BEGIN Material for this exercise

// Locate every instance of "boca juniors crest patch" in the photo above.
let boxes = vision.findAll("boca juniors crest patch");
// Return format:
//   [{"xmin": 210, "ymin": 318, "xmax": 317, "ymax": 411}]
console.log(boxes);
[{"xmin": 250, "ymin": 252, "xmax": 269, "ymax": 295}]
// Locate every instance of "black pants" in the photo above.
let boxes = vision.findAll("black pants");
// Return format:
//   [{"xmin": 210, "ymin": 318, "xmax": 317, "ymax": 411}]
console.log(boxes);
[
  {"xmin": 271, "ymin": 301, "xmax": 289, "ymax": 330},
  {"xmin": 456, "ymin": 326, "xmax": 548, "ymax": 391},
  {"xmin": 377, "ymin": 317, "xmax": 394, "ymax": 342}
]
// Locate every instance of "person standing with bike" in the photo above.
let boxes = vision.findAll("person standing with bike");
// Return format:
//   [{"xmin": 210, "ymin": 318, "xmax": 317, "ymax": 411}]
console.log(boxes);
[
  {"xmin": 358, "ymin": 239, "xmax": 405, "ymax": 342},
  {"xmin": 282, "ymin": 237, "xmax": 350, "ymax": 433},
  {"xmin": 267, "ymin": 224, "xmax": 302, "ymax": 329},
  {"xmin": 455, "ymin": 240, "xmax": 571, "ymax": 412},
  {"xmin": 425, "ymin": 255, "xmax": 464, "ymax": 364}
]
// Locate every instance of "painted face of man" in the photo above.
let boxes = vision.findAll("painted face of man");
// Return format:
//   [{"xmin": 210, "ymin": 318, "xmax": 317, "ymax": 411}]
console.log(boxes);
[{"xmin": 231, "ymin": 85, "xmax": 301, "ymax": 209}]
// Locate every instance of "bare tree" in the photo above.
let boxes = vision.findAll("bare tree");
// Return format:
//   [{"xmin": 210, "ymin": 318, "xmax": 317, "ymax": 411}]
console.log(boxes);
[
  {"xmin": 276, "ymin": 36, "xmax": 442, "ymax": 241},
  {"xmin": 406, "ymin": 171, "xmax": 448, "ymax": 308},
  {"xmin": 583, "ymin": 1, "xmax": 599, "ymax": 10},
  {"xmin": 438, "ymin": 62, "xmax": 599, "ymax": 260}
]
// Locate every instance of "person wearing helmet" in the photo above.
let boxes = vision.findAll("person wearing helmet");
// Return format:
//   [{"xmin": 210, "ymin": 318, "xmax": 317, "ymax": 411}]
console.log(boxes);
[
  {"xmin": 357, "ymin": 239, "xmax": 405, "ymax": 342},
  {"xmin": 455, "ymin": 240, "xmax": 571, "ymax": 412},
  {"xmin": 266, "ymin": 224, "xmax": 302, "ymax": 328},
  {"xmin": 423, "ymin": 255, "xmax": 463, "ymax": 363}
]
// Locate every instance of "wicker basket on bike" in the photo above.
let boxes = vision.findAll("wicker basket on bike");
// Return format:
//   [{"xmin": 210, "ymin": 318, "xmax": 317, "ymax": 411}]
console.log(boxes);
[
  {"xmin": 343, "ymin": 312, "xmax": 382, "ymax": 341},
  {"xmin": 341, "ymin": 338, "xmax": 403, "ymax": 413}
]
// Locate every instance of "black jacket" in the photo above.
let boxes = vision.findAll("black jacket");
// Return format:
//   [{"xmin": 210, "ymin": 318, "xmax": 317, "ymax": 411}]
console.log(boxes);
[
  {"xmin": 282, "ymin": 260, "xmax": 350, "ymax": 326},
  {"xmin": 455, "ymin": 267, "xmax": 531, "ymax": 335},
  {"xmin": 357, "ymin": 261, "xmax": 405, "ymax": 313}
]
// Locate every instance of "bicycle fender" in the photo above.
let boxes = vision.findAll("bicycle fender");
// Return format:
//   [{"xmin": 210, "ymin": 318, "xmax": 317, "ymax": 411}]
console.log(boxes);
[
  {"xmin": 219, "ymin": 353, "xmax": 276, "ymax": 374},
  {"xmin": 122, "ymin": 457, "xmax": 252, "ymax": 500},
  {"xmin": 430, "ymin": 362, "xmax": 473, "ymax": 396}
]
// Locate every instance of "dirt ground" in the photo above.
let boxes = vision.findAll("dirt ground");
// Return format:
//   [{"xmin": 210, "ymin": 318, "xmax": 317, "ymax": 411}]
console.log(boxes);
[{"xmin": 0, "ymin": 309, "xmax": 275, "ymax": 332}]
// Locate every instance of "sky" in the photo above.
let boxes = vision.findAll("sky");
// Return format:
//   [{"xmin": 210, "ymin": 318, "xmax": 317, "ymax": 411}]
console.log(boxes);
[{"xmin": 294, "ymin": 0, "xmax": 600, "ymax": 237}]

END Material for this exercise

▶ _Instructions for the task_: Take each line of the material that contains the word "wicker" and list it.

▶ _Output_:
// Locate every instance of "wicker basket on bike" in the photo above.
let boxes = vision.findAll("wicker basket on bike");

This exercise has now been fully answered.